Print each of the lines below verbatim, without any changes.

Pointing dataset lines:
::::

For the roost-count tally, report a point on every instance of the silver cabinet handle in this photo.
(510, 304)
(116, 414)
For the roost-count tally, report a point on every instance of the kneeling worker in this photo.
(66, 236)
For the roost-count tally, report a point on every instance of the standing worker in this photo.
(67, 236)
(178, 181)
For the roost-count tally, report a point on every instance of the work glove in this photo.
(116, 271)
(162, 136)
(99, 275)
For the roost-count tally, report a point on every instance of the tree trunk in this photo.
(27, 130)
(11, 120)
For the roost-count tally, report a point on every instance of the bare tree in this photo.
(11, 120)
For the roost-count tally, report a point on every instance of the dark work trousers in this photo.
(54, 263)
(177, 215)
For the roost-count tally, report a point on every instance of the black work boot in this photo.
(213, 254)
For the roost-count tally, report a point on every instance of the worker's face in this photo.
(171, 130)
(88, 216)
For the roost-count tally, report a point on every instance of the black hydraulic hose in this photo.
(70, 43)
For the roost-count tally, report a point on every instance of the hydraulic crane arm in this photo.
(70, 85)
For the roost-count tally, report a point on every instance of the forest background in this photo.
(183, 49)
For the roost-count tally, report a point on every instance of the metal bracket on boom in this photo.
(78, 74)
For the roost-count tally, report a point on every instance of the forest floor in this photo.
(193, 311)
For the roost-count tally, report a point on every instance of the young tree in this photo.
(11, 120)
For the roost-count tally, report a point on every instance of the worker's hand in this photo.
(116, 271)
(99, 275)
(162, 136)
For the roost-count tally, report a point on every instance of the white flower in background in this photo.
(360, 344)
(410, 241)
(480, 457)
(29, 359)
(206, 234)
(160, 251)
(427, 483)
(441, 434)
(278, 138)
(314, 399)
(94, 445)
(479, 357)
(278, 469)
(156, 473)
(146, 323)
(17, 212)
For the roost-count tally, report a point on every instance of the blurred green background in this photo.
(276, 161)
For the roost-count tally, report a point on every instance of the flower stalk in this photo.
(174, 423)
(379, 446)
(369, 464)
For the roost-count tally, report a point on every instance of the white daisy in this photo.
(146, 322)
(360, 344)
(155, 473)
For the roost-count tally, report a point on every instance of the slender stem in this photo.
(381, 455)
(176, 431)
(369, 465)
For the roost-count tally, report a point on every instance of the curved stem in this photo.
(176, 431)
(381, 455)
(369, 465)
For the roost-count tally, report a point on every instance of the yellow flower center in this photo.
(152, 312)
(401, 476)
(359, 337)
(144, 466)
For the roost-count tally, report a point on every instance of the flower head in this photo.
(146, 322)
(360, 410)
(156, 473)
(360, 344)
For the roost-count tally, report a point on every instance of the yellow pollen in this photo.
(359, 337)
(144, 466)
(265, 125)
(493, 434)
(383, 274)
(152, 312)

::::

Response to the exercise:
For the roost-count tally, report a point on every instance of the silver cabinet handle in this photo.
(510, 304)
(116, 414)
For the roost-count tally, report a point on every instance of the kneeling worker in this photo.
(66, 236)
For the roost-count tally, report a point on every instance of the standing worker in this photo.
(67, 236)
(178, 181)
For the roost-count tally, report a point on every instance of the work glove in this photo.
(116, 271)
(162, 136)
(99, 275)
For the roost-count tally, report a point on every instance of the tree trunk in this photo.
(27, 130)
(11, 120)
For the roost-count tally, report a point on every instance of the bare tree in this photo.
(11, 120)
For the roost-count tally, report a point on every instance of the dark work trousers in this photo.
(54, 263)
(177, 215)
For the roost-count tally, report a point on every instance of the black work boot in this photo.
(213, 254)
For the roost-count tally, report a point on every instance of the worker's face in this photo.
(171, 130)
(88, 216)
For the roost-count tally, report a point on every instance of the black hydraulic hose in this photo.
(70, 43)
For the roost-count tally, report a point on every instance of the hydraulic crane arm in this photo.
(70, 85)
For the roost-count tally, report a point on every instance of the forest background in this photo.
(183, 49)
For the roost-count tally, report a point on every instance of the metal bracket on boom in this photo.
(78, 74)
For the roost-count tally, report a point on every instance of the forest floor in this photo.
(193, 311)
For the roost-count tally, report a point on every instance of the young tree in this photo.
(11, 120)
For the roost-count tally, report a point on every instance of the worker's hand in this photo.
(116, 271)
(99, 275)
(162, 136)
For the roost-count tally, report a point on every instance of the white flower in background in this photo.
(360, 344)
(410, 241)
(480, 457)
(29, 359)
(206, 234)
(160, 251)
(427, 483)
(441, 434)
(278, 138)
(314, 399)
(94, 445)
(479, 357)
(278, 469)
(156, 473)
(146, 323)
(17, 212)
For the roost-count tally, report a point on every instance of the blurred green background in this photo.
(276, 161)
For the roost-count tally, report a point on every instance of the flower stalk in this photo.
(174, 423)
(379, 446)
(369, 464)
For the roost-count tally, report a point on every instance of the white daisy in this photo.
(146, 322)
(360, 344)
(155, 473)
For the roost-count tally, report a point on every instance of the slender stem in this photo.
(381, 455)
(176, 431)
(369, 465)
For the roost-count tally, report a point on every instance of the curved stem in this photo.
(176, 431)
(381, 455)
(369, 465)
For the roost-count tally, report a point on every instance of the yellow flower center in this photo.
(152, 312)
(401, 476)
(359, 337)
(144, 466)
For the roost-count tally, report a point on every instance of the flower head in this photo.
(146, 322)
(360, 410)
(156, 473)
(360, 344)
For the roost-count tally, report a point on every instance of the yellow pollen in this photo.
(359, 337)
(144, 466)
(265, 125)
(493, 434)
(383, 274)
(152, 312)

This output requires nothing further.